» **HOW TO COMPLETE THIS TASK**
An exact copy of every entry is the answer here, with no pictures.

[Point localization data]

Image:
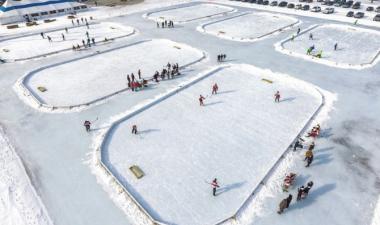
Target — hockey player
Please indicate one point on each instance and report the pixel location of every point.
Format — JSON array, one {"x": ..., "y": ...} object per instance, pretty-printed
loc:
[
  {"x": 214, "y": 186},
  {"x": 201, "y": 98},
  {"x": 215, "y": 89},
  {"x": 134, "y": 129},
  {"x": 284, "y": 204},
  {"x": 298, "y": 144},
  {"x": 309, "y": 157},
  {"x": 300, "y": 192},
  {"x": 277, "y": 96},
  {"x": 87, "y": 124}
]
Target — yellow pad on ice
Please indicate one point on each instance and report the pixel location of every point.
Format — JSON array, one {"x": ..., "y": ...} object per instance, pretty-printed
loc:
[
  {"x": 136, "y": 171},
  {"x": 266, "y": 80},
  {"x": 42, "y": 89}
]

» **TASK RESPONSE**
Image:
Target — hockey player
Please indicate one point on each instance and report the pixel location of every point.
Format — JSON array, one {"x": ..., "y": ...} object per instance, pretty-printed
loc:
[
  {"x": 214, "y": 186},
  {"x": 201, "y": 98},
  {"x": 215, "y": 89},
  {"x": 134, "y": 129},
  {"x": 284, "y": 204},
  {"x": 298, "y": 144},
  {"x": 309, "y": 157},
  {"x": 300, "y": 192},
  {"x": 277, "y": 96},
  {"x": 87, "y": 124}
]
Target — yellow pad on ice
Please indicate one point on each instance and report the pixel location of every point.
Format — JSON array, one {"x": ..., "y": ...} object per instance, pretty-printed
loc:
[
  {"x": 136, "y": 171},
  {"x": 266, "y": 80},
  {"x": 42, "y": 89}
]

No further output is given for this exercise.